• _EXCERPT_
************

When I think of you, Laurie, I see you in your studio gossiping on the phone like a teenager.

Remember the phone? We don’t have the telephone anymore, thank God.

Growing up, we had this wall-mounted phone in the kitchen, and it had one of those expanding cords that could stretch as far as three rooms away. It was amazing!

There’s no place for a phone person anymore. And you know what? I’m too busy now to be a phone person.

Busy with what?

I’m working on a film right now. And I have been writing the script for about three years—telling a story verbally that I never could have hoped to tell with my art in the past. I have been so starved for language.

Yeah, and you’re all about talking. Being around your family, I have had the opportunity to listen in on the most wonderful and humorous ongoing dialogue, comprised of four very distinct voices.

We are verbal. [laughter]

Yet much of your work with dolls and dummies seems to speak metaphorically about the struggle to get words out.

My struggle, to be honest, was having my own language stifled. As I look back, one of the problems I had as a young artist was that I never had the confidence to speak out about my real intentions. I was just grateful to be written about. But in those days I never really believed what was being said about my work. I would read what was written and just think: nope.

That confirms my impression of your ventriloquist dummies. In a famous piece from the early 1990s, you took a group of identical dummies and hung them in a line on the wall. Each sat upright in its little chair.

************

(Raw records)
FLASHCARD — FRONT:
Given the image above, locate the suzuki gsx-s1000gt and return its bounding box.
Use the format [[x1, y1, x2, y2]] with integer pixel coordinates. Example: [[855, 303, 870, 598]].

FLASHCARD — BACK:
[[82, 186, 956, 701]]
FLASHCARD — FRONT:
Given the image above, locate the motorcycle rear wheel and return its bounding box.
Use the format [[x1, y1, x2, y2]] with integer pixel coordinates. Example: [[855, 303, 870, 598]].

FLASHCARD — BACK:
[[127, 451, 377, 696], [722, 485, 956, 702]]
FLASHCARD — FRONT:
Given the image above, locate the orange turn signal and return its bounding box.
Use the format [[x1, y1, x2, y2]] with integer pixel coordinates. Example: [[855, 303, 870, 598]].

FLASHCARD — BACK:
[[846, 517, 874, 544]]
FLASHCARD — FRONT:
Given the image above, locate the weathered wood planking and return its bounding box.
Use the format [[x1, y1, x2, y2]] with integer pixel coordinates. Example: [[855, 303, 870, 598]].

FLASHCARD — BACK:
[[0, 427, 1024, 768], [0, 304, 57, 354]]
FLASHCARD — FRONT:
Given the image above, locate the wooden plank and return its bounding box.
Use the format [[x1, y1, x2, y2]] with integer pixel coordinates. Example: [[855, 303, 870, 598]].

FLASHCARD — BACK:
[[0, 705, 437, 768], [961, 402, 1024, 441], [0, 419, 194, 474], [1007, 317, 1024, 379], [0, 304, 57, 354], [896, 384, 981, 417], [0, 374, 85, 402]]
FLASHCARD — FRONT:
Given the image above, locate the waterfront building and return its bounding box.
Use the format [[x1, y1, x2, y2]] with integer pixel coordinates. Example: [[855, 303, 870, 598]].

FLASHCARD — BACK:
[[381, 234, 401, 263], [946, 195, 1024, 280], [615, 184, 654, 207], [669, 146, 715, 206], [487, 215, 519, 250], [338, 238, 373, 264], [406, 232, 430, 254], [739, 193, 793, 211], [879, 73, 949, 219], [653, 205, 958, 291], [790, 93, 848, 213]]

************

• _WHAT TO DO_
1. Return the stretch of the interview from "My struggle, to" through "just think: nope.".
2. List every sentence in the interview that ends with a question mark.
3. Answer these from the interview:
(a) In which room was the wall-mounted phone?
(b) For about how long has the film script been in progress?
(c) How many distinct voices make up the family's ongoing dialogue?

• _LIST OF SOLUTIONS_
1.
My struggle, to be honest, was having my own language stifled. As I look back, one of the problems I had as a young artist was that I never had the confidence to speak out about my real intentions. I was just grateful to be written about. But in those days I never really believed what was being said about my work. I would read what was written and just think: nope.

2.
Remember the phone?
And you know what?
Busy with what?

3.
(a) The kitchen
(b) About three years
(c) Four